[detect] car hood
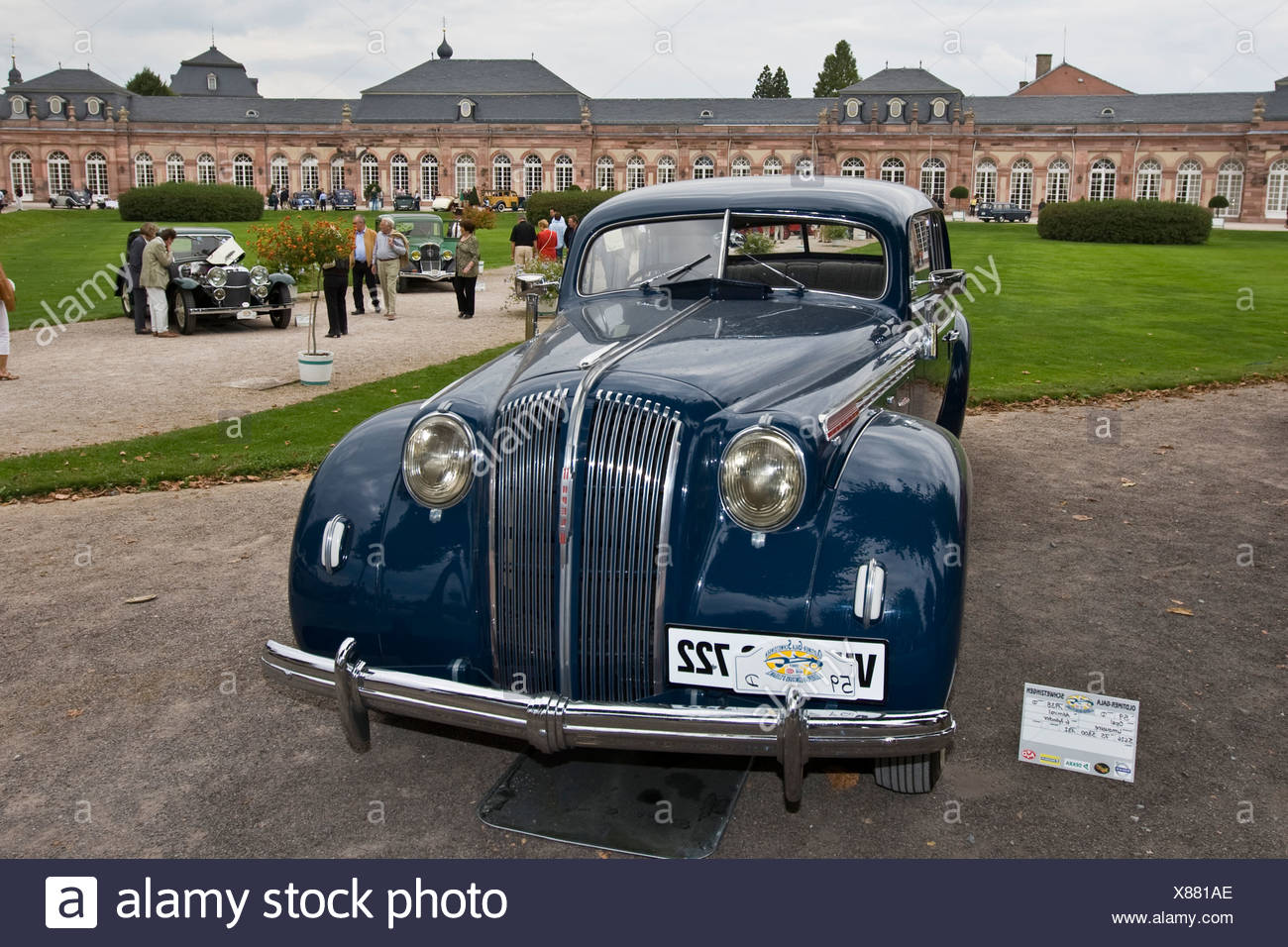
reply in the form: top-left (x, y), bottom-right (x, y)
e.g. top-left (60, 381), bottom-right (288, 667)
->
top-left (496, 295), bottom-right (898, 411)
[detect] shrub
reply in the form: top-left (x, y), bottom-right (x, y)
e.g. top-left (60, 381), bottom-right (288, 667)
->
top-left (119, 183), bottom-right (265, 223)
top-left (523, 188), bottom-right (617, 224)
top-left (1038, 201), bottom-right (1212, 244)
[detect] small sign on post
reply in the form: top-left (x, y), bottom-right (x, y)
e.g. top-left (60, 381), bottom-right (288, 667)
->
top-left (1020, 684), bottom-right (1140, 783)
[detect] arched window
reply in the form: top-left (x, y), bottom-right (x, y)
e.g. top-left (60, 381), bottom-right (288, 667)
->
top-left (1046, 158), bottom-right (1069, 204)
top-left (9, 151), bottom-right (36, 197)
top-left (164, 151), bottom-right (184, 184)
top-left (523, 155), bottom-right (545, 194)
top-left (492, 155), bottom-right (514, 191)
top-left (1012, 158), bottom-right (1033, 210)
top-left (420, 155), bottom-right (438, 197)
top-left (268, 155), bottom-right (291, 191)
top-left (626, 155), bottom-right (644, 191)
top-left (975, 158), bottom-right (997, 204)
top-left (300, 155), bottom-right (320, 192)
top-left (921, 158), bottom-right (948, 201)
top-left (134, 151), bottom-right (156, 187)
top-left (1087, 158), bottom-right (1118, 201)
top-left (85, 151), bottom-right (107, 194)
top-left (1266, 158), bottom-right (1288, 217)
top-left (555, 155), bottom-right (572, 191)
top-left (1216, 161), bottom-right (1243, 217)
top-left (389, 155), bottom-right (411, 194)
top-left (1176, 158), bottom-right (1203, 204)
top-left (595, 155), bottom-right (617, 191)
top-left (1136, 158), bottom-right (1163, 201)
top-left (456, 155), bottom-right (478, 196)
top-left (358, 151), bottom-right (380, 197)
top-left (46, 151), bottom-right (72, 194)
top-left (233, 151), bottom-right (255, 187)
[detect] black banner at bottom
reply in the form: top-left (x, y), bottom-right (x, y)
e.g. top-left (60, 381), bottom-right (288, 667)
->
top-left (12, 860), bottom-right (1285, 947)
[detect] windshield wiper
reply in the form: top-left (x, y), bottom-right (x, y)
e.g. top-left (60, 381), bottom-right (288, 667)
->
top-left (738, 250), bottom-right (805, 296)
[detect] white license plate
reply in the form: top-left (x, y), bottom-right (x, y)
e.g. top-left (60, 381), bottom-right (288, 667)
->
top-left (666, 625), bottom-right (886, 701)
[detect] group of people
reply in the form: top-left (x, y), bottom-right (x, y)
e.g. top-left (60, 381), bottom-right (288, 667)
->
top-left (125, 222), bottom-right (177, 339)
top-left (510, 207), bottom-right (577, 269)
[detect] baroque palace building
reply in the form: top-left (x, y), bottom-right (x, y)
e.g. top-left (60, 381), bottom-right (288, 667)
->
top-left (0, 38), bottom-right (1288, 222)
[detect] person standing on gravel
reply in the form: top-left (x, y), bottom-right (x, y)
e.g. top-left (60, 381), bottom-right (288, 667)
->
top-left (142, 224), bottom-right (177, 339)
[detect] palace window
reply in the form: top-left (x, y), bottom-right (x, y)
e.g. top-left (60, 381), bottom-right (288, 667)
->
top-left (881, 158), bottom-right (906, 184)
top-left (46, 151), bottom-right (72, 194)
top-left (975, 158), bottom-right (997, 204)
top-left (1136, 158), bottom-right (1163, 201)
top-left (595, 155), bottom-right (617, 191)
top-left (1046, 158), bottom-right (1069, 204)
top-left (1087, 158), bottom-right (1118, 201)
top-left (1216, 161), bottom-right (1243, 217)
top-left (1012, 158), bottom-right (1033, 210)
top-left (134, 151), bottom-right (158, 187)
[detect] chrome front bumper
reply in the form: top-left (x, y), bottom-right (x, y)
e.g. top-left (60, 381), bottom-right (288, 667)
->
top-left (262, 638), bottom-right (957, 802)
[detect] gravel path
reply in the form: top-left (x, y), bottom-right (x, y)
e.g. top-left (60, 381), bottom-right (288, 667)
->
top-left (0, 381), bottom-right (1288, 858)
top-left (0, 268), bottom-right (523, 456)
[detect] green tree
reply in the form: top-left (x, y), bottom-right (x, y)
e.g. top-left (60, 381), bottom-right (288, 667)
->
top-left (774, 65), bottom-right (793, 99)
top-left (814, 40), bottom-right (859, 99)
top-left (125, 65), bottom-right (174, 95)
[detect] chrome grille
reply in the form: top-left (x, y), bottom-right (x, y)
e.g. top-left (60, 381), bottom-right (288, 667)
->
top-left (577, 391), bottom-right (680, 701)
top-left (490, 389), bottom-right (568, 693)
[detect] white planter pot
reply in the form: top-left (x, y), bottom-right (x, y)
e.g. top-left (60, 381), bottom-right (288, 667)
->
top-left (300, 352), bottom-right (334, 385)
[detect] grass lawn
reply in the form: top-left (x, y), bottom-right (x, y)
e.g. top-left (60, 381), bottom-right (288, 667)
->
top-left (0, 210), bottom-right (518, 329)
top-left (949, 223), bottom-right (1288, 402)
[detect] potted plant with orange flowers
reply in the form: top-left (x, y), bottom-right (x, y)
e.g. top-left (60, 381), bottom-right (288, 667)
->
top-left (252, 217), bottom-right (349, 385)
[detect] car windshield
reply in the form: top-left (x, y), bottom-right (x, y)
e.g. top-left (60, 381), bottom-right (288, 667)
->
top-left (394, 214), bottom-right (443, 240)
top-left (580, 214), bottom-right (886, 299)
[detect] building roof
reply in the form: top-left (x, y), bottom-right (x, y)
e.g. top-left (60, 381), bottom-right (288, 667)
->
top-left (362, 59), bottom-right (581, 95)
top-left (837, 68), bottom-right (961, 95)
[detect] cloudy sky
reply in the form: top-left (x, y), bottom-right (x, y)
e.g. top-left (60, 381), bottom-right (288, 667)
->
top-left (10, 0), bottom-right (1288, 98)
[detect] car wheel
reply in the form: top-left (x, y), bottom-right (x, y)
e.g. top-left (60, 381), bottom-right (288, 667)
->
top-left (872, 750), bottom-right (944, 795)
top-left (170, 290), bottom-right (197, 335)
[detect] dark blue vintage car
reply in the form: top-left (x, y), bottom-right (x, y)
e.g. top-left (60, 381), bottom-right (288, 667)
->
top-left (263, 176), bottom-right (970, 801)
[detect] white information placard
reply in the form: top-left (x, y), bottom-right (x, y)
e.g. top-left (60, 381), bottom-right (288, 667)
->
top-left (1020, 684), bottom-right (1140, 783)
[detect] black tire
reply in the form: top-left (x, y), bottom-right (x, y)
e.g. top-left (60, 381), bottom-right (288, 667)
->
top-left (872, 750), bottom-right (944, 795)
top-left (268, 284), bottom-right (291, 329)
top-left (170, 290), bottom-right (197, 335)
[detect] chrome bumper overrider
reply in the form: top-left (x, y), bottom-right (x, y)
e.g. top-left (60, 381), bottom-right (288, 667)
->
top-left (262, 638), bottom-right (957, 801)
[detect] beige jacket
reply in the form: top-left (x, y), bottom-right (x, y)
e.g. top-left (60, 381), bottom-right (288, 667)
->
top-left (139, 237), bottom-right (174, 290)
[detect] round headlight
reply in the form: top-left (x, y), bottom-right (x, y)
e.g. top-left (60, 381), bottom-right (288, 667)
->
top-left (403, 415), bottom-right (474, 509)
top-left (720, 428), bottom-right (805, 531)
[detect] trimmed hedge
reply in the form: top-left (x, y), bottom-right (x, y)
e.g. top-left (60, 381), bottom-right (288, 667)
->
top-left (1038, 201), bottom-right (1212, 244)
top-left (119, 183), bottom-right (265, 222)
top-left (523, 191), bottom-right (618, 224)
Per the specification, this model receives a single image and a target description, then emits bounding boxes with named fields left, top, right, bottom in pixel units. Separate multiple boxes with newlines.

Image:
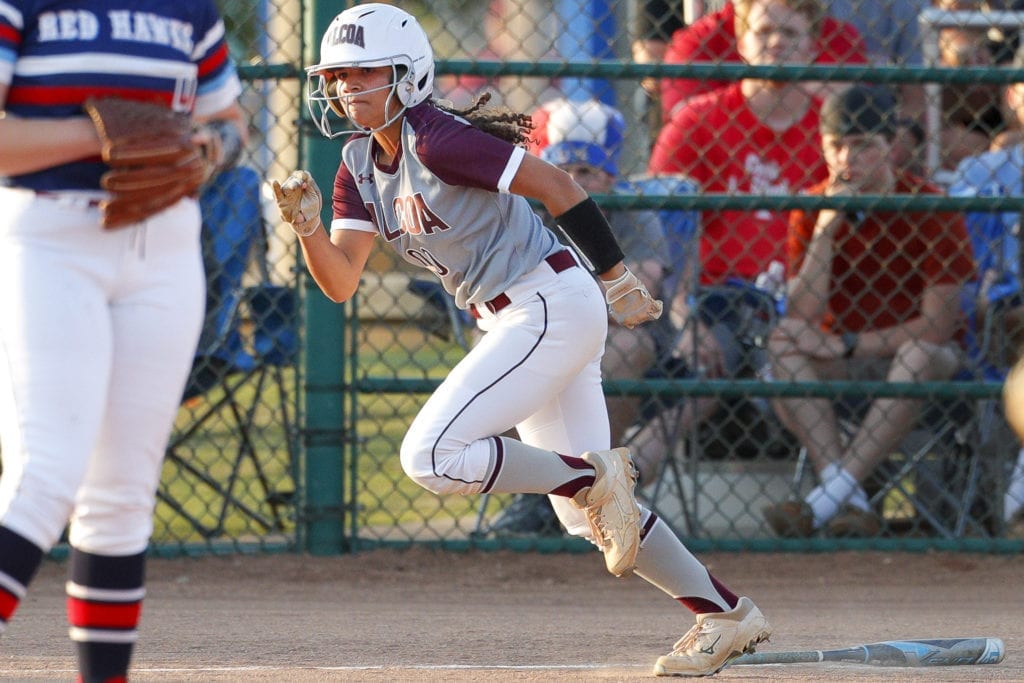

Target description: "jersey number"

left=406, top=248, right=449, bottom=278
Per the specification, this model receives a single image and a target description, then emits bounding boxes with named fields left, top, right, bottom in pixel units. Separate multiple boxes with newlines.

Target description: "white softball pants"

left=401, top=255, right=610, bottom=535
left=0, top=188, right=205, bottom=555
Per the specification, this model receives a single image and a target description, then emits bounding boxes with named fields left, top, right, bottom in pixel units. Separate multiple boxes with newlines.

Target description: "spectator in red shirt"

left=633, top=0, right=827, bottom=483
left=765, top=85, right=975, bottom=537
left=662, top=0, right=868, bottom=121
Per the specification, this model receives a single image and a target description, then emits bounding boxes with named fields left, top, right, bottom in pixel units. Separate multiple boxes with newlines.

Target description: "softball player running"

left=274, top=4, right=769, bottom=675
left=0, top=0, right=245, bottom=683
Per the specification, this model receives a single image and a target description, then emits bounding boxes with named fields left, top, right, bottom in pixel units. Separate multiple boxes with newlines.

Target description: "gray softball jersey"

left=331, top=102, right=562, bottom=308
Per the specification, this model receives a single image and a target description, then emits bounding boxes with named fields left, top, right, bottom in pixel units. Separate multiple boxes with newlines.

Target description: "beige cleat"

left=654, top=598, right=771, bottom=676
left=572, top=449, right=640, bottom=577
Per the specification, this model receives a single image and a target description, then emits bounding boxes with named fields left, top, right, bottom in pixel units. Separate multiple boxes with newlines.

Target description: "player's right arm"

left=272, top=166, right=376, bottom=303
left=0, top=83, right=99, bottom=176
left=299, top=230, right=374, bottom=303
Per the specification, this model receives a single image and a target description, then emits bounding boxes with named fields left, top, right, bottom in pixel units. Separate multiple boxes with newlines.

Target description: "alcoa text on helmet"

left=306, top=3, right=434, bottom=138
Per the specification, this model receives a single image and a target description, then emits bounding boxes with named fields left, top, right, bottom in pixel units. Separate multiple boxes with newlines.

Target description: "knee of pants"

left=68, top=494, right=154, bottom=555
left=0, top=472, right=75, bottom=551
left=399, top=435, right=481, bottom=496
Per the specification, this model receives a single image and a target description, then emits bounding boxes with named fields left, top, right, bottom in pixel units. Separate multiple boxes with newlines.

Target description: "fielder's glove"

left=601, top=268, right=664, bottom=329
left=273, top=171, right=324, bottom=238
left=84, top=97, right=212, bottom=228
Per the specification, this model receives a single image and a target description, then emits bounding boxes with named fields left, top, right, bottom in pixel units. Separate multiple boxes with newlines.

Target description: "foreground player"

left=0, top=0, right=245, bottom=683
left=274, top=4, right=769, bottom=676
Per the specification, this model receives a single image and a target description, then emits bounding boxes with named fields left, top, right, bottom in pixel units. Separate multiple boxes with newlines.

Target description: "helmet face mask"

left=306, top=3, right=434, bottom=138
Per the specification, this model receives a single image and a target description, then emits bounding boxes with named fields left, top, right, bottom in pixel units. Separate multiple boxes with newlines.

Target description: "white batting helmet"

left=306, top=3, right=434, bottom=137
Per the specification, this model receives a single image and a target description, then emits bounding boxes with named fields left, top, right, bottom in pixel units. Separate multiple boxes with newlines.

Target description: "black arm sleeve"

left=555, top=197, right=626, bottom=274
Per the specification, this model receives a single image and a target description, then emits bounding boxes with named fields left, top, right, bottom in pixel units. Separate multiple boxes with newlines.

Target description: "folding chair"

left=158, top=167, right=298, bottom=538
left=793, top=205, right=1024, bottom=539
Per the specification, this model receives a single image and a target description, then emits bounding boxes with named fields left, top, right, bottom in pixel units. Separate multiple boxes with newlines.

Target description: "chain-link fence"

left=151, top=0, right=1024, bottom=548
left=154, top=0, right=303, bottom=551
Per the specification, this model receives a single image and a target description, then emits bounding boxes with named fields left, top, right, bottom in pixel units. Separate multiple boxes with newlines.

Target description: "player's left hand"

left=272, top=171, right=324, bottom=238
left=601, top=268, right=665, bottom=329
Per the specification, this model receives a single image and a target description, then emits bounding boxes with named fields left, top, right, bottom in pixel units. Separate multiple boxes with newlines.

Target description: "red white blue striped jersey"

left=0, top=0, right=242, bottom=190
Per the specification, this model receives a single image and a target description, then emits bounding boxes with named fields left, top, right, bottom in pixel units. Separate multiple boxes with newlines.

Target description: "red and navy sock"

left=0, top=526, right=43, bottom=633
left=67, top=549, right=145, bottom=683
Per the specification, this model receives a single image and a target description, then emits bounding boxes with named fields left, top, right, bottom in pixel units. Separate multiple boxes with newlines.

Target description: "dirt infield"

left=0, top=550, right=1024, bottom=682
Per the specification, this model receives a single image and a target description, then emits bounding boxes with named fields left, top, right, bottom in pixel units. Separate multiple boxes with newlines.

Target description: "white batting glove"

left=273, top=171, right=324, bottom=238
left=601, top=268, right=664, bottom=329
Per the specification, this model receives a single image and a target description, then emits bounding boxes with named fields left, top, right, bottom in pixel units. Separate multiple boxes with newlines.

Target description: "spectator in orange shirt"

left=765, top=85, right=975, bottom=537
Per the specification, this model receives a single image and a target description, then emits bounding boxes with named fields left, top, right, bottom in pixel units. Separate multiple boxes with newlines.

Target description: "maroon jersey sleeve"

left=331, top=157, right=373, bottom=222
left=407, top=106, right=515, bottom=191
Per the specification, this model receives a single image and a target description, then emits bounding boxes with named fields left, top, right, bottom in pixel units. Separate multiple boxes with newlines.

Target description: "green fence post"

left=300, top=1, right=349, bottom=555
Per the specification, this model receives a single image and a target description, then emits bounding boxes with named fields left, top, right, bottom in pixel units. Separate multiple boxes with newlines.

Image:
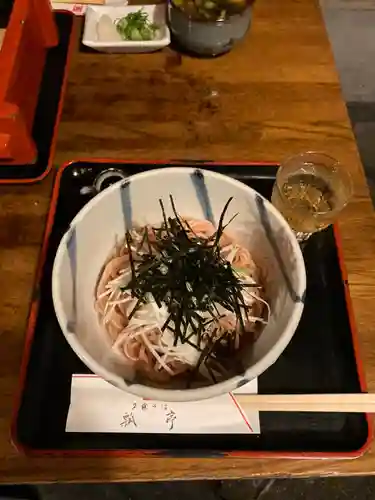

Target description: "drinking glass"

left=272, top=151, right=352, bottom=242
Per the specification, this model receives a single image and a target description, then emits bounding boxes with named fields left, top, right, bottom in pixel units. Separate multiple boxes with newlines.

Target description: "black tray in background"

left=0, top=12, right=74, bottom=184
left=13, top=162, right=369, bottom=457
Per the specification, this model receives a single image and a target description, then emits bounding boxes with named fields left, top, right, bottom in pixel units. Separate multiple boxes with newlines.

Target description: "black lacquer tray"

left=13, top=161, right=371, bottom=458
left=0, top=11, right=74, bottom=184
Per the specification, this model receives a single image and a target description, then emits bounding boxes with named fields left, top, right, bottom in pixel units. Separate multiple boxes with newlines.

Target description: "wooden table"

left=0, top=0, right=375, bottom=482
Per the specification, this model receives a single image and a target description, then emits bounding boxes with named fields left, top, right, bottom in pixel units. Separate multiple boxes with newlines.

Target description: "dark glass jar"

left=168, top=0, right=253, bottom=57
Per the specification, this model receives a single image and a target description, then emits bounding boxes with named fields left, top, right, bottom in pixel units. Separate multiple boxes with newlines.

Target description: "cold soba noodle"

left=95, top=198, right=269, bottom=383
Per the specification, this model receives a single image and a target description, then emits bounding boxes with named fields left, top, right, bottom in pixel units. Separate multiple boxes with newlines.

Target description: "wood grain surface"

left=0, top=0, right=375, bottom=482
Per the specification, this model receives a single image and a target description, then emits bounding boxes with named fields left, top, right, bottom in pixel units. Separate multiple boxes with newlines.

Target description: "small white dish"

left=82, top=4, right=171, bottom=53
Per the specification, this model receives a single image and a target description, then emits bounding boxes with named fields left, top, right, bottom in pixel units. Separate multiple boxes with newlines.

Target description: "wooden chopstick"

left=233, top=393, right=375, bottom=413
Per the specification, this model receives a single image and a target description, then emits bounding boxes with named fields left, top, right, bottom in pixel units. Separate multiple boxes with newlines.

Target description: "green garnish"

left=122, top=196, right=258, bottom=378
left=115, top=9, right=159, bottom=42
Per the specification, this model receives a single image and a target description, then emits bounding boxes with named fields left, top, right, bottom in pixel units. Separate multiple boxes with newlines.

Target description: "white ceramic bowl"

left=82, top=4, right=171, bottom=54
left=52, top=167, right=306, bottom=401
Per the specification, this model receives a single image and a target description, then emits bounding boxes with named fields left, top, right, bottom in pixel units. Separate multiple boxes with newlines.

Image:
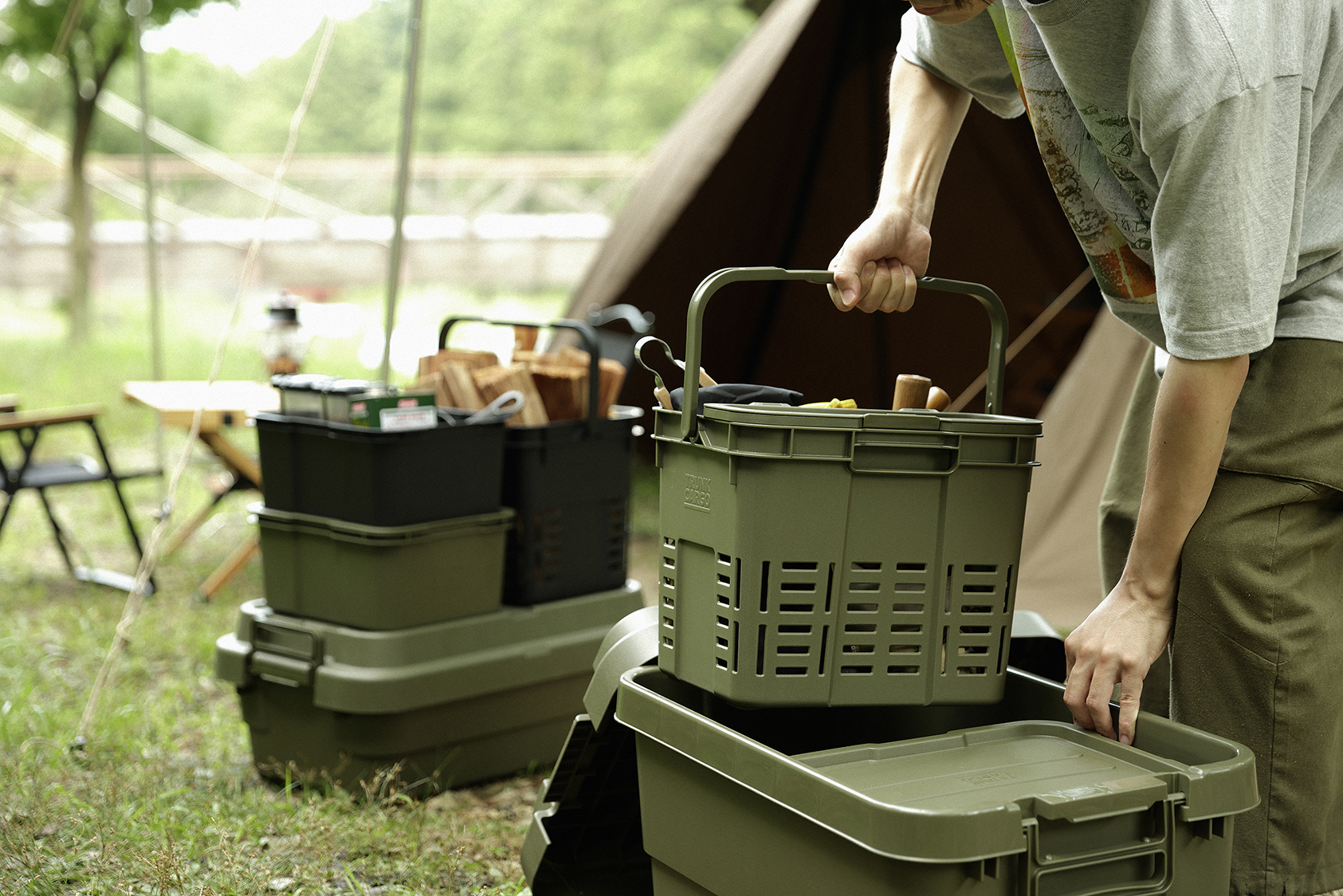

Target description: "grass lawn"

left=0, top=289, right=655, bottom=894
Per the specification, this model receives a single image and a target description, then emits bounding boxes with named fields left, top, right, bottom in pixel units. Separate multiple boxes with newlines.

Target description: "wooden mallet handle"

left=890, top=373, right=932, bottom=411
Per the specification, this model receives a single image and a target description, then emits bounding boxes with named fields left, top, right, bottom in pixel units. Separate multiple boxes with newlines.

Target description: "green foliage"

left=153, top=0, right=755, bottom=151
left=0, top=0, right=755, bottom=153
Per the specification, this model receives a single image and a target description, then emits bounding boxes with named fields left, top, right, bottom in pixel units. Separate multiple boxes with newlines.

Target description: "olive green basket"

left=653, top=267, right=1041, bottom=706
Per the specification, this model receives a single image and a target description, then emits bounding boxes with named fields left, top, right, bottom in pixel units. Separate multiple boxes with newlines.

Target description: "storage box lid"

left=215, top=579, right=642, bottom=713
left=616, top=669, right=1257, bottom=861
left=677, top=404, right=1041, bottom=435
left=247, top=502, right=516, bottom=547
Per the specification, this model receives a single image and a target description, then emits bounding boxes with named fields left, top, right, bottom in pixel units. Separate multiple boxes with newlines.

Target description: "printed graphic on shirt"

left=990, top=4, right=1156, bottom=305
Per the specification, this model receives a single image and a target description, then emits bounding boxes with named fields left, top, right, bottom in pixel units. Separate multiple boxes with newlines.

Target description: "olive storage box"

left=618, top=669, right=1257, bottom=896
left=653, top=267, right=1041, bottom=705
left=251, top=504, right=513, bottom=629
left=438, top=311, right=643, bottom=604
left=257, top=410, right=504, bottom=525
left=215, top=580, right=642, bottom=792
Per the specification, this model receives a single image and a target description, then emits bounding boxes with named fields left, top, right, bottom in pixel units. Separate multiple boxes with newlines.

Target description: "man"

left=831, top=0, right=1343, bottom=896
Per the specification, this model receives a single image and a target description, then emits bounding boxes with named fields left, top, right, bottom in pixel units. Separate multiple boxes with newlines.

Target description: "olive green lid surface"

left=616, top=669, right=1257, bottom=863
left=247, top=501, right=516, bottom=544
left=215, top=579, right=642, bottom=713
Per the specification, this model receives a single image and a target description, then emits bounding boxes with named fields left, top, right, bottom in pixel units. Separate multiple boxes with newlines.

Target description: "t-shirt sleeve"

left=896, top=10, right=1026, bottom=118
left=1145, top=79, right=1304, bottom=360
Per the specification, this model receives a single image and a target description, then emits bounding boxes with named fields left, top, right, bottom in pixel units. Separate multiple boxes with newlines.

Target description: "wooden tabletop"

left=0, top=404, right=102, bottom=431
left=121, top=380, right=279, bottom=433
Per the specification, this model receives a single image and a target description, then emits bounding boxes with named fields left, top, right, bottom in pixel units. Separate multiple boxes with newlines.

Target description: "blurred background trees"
◇ ◇ ◇
**GIVEN PROBLEM:**
Copy the material above word for word, from the line with "[detect] person standing on gravel" up to and including the line with "top-left (142, 224), bottom-right (177, 339)".

**EXERCISE RESULT:**
[detect] person standing on gravel
reply in the form: top-left (x, y), bottom-right (x, y)
e.g. top-left (60, 381), bottom-right (288, 667)
->
top-left (142, 224), bottom-right (177, 339)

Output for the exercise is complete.